*THINGS TO DO*:
1/ From the background section of the Timothy Drury text, list every genre given.
2/ Extract a passage from the Timothy Drury text, beginning at the words "American musician" and stopping after the words "Nicks and Crago.".
3/ According to the Timothy Drury text, in what month and year did Drury leave Whitesnake?

Background information
- Born: July 5, 1961 (age 64) Los Angeles, California, U.S.
- Genres: Hard rock; blues rock; Instrumental; progressive rock;
- Instruments: Keyboards; guitar; vocals;
- Years active: 1989–present
- Formerly of: Don Henley; Whitesnake; Eagles; The Mob; Chris Isaak;
- Website: timothydrury.com

= Timothy Drury =

American musician

Timothy Drury (born July 5, 1961) is an American composer, keyboardist, guitarist, vocalist, and songwriter. His breakthrough came in 1989 when Don Henley invited him to join The End of the Innocence tour as his pianist, keyboardist and backup vocalist. A few years later, he was back on tour playing keyboard, guitar and singing backup vocals with the Eagles for their "Hell Freezes Over" reunion, a tour that lasted from 1994 to 2000. He toured for seven years with the rock band Whitesnake, and with a friendly departure in September 2010, he left the band to pursue a solo career. As a composer, lyricist and songwriter, Drury has several co-writes to his credit, including music with guitarist Don Felder, formerly with the Eagles, songs with Henley and Scott F. Crago, and with Stevie Nicks and Crago.

*EXTRACTED INFORMATION*:
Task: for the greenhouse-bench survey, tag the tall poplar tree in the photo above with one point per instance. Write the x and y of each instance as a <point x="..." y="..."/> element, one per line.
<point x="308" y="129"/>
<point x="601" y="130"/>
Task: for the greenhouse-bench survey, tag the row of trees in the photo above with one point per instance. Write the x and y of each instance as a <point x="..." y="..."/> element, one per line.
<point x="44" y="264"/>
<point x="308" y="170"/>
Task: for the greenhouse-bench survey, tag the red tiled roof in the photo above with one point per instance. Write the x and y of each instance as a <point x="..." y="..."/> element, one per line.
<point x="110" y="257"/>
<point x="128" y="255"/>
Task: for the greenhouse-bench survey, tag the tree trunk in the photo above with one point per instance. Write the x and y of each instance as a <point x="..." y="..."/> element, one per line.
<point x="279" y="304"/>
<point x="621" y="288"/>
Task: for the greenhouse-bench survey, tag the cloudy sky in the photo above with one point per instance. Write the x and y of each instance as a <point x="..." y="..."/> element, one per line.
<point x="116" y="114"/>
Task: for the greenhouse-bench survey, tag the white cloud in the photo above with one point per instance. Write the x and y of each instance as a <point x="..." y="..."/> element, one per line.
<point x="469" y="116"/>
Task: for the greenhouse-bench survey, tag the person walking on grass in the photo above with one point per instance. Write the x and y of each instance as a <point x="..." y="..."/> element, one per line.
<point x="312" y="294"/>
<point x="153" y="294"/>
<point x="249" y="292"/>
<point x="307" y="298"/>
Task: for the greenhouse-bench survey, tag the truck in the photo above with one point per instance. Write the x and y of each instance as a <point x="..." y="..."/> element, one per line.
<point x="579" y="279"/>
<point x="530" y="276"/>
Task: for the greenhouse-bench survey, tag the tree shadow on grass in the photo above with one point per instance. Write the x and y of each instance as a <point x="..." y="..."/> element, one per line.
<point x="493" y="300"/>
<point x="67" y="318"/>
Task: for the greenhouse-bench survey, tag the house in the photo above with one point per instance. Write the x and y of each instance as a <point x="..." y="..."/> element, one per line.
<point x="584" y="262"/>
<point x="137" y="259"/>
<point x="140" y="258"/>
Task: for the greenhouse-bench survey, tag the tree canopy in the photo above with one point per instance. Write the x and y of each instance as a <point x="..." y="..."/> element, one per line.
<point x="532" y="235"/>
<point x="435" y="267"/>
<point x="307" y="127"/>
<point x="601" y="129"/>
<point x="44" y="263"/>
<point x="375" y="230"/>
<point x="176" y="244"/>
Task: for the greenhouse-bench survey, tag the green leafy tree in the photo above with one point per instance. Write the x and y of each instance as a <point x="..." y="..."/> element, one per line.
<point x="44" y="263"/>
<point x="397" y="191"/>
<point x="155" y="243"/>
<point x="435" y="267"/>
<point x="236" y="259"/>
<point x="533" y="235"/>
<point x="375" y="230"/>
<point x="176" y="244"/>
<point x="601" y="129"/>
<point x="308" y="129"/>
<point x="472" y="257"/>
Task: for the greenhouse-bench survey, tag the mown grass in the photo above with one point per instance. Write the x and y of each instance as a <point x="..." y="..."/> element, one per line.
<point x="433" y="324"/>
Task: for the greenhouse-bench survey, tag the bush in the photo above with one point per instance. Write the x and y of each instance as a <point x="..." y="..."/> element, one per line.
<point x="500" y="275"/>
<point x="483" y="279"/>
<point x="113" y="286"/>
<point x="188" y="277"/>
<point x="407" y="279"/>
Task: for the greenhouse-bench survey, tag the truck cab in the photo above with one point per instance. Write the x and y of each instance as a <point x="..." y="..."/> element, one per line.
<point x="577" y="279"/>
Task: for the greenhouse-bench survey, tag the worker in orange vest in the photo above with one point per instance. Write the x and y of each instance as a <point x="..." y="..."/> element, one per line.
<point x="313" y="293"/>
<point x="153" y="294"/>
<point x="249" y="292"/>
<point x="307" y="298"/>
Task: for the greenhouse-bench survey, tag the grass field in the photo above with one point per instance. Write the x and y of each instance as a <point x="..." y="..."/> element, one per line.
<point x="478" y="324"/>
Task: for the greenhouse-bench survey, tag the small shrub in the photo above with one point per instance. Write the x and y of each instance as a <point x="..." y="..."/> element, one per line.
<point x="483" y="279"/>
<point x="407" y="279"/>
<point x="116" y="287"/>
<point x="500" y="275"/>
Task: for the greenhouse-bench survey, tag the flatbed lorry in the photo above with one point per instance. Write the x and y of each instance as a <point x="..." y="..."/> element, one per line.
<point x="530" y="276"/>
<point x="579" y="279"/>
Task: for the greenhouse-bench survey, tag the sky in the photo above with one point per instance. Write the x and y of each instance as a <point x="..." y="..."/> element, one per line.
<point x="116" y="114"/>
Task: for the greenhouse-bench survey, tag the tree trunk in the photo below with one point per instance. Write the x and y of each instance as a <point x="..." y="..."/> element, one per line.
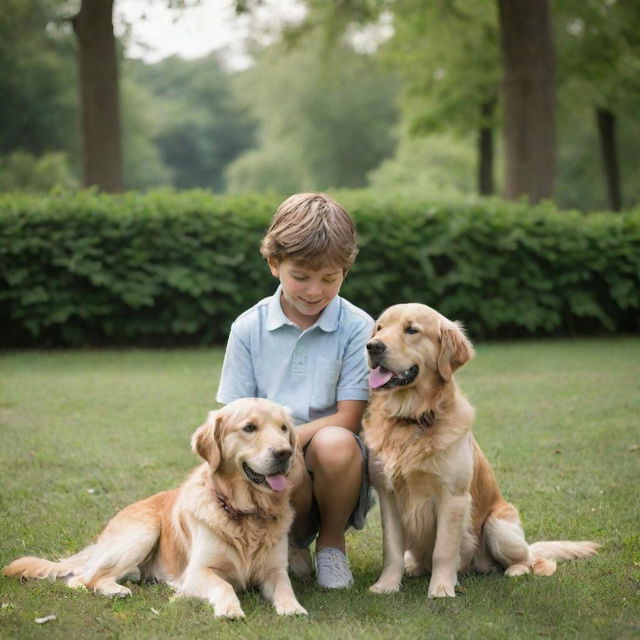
<point x="607" y="132"/>
<point x="485" y="151"/>
<point x="102" y="153"/>
<point x="528" y="62"/>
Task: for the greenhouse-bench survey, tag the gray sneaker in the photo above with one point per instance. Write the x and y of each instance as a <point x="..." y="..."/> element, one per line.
<point x="332" y="569"/>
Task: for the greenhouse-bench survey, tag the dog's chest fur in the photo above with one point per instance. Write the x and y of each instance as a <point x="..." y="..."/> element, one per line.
<point x="420" y="464"/>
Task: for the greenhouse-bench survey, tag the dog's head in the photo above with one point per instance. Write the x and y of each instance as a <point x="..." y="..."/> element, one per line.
<point x="252" y="436"/>
<point x="412" y="340"/>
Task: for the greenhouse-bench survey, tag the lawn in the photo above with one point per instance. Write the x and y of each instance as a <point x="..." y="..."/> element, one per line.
<point x="83" y="433"/>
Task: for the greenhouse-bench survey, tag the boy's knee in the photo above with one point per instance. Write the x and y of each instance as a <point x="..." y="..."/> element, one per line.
<point x="333" y="448"/>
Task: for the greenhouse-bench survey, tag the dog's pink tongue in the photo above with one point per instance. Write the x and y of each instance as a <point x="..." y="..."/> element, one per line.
<point x="277" y="482"/>
<point x="379" y="376"/>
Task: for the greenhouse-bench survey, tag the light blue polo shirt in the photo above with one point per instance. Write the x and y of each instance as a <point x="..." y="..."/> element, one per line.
<point x="309" y="371"/>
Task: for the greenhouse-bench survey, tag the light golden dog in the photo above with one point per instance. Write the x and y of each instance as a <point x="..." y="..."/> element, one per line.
<point x="442" y="511"/>
<point x="224" y="529"/>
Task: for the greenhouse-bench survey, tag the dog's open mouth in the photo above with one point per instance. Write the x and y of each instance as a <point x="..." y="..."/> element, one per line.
<point x="382" y="378"/>
<point x="276" y="481"/>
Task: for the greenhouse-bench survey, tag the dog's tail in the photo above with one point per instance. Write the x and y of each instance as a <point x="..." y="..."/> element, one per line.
<point x="32" y="567"/>
<point x="547" y="554"/>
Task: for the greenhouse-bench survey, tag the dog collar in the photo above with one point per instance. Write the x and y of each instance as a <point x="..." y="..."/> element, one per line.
<point x="237" y="514"/>
<point x="424" y="421"/>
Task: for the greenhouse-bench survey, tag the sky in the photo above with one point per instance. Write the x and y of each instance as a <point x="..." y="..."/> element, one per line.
<point x="155" y="31"/>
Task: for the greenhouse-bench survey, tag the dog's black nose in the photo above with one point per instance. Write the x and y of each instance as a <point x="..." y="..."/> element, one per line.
<point x="376" y="347"/>
<point x="281" y="455"/>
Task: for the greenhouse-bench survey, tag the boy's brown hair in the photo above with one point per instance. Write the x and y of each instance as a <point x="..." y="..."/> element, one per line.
<point x="313" y="230"/>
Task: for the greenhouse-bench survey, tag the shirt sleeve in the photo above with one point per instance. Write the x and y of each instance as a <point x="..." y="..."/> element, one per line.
<point x="353" y="383"/>
<point x="237" y="379"/>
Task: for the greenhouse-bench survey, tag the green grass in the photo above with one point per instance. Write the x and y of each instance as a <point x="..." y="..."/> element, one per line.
<point x="558" y="420"/>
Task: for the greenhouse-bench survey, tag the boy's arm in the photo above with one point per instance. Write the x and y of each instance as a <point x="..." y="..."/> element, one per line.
<point x="348" y="415"/>
<point x="353" y="389"/>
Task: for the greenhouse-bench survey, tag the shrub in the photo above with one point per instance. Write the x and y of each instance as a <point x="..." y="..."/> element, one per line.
<point x="166" y="268"/>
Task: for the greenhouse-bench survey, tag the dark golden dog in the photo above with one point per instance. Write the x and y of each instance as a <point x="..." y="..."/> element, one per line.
<point x="442" y="511"/>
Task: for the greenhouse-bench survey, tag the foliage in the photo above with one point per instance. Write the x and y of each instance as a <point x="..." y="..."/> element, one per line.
<point x="202" y="127"/>
<point x="167" y="268"/>
<point x="326" y="117"/>
<point x="433" y="165"/>
<point x="22" y="171"/>
<point x="85" y="433"/>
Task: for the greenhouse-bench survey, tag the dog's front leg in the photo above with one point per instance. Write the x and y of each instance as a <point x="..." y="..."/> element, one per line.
<point x="392" y="533"/>
<point x="202" y="580"/>
<point x="453" y="513"/>
<point x="205" y="583"/>
<point x="277" y="589"/>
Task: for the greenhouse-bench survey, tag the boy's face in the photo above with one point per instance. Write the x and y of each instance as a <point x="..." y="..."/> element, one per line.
<point x="306" y="292"/>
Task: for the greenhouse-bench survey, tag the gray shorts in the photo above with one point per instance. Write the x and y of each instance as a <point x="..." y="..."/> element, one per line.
<point x="359" y="513"/>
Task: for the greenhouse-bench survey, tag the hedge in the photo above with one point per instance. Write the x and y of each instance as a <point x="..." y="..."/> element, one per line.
<point x="165" y="268"/>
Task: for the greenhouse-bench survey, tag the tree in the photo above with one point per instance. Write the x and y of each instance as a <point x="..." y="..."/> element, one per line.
<point x="450" y="88"/>
<point x="203" y="127"/>
<point x="599" y="55"/>
<point x="38" y="111"/>
<point x="99" y="95"/>
<point x="528" y="62"/>
<point x="326" y="116"/>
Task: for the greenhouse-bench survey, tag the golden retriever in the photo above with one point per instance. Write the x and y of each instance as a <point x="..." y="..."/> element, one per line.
<point x="442" y="511"/>
<point x="224" y="529"/>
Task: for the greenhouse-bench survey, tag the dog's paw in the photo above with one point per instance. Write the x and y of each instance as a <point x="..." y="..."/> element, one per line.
<point x="291" y="609"/>
<point x="231" y="611"/>
<point x="544" y="567"/>
<point x="385" y="586"/>
<point x="516" y="570"/>
<point x="113" y="590"/>
<point x="442" y="591"/>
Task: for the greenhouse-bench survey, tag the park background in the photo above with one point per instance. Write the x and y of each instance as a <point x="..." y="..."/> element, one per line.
<point x="488" y="152"/>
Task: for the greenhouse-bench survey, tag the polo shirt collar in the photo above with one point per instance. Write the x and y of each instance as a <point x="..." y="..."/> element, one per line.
<point x="328" y="320"/>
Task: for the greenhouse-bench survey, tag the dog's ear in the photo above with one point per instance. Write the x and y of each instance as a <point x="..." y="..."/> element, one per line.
<point x="204" y="441"/>
<point x="293" y="434"/>
<point x="455" y="349"/>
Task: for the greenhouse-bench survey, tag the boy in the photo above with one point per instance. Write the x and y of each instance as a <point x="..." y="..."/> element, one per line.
<point x="304" y="347"/>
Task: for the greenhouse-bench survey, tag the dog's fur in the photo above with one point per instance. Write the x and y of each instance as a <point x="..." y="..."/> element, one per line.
<point x="442" y="511"/>
<point x="218" y="532"/>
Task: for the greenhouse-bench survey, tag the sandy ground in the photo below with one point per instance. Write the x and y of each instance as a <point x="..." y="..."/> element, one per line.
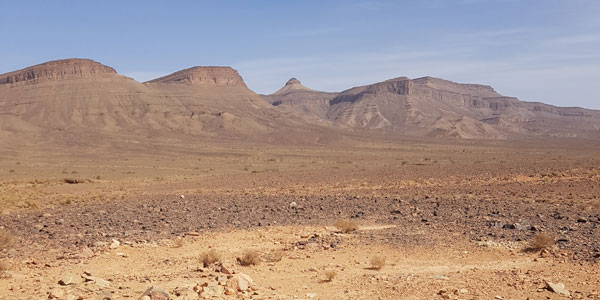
<point x="451" y="221"/>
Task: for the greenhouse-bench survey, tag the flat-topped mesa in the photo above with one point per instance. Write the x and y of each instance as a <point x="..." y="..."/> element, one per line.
<point x="58" y="70"/>
<point x="290" y="86"/>
<point x="460" y="88"/>
<point x="220" y="76"/>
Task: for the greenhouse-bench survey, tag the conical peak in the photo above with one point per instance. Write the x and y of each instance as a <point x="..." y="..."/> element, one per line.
<point x="221" y="76"/>
<point x="57" y="70"/>
<point x="292" y="85"/>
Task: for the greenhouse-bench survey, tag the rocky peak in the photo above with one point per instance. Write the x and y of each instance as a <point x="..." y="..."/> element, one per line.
<point x="292" y="85"/>
<point x="220" y="76"/>
<point x="58" y="70"/>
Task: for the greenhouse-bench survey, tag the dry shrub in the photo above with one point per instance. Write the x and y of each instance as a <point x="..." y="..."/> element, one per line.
<point x="540" y="241"/>
<point x="249" y="258"/>
<point x="210" y="257"/>
<point x="275" y="255"/>
<point x="378" y="262"/>
<point x="346" y="226"/>
<point x="7" y="240"/>
<point x="4" y="266"/>
<point x="177" y="243"/>
<point x="330" y="275"/>
<point x="72" y="180"/>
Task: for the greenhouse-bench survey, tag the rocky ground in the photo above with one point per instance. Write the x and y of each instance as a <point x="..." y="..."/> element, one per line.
<point x="450" y="222"/>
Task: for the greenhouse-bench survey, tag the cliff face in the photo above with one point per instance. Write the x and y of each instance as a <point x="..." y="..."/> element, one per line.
<point x="58" y="70"/>
<point x="219" y="76"/>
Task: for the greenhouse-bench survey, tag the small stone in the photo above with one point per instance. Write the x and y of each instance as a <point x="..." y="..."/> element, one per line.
<point x="86" y="253"/>
<point x="155" y="293"/>
<point x="212" y="291"/>
<point x="558" y="288"/>
<point x="70" y="279"/>
<point x="115" y="244"/>
<point x="240" y="282"/>
<point x="56" y="293"/>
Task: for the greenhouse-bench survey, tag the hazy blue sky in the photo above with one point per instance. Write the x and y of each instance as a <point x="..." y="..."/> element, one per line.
<point x="538" y="50"/>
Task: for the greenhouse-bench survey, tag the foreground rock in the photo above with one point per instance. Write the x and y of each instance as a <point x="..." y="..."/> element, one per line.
<point x="154" y="293"/>
<point x="558" y="288"/>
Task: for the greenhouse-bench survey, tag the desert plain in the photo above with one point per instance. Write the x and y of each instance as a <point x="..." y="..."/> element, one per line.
<point x="372" y="219"/>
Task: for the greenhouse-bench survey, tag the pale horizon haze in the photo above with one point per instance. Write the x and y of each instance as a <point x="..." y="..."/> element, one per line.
<point x="537" y="50"/>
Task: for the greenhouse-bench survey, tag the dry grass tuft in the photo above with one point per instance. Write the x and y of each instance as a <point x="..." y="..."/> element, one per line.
<point x="4" y="266"/>
<point x="330" y="275"/>
<point x="378" y="262"/>
<point x="210" y="257"/>
<point x="540" y="241"/>
<point x="346" y="226"/>
<point x="249" y="258"/>
<point x="7" y="240"/>
<point x="275" y="255"/>
<point x="177" y="243"/>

*RESULTS*:
1/ Hard rock, blues rock, Instrumental, progressive rock

2/
American musician

Timothy Drury (born July 5, 1961) is an American composer, keyboardist, guitarist, vocalist, and songwriter. His breakthrough came in 1989 when Don Henley invited him to join The End of the Innocence tour as his pianist, keyboardist and backup vocalist. A few years later, he was back on tour playing keyboard, guitar and singing backup vocals with the Eagles for their "Hell Freezes Over" reunion, a tour that lasted from 1994 to 2000. He toured for seven years with the rock band Whitesnake, and with a friendly departure in September 2010, he left the band to pursue a solo career. As a composer, lyricist and songwriter, Drury has several co-writes to his credit, including music with guitarist Don Felder, formerly with the Eagles, songs with Henley and Scott F. Crago, and with Stevie Nicks and Crago.

3/ September 2010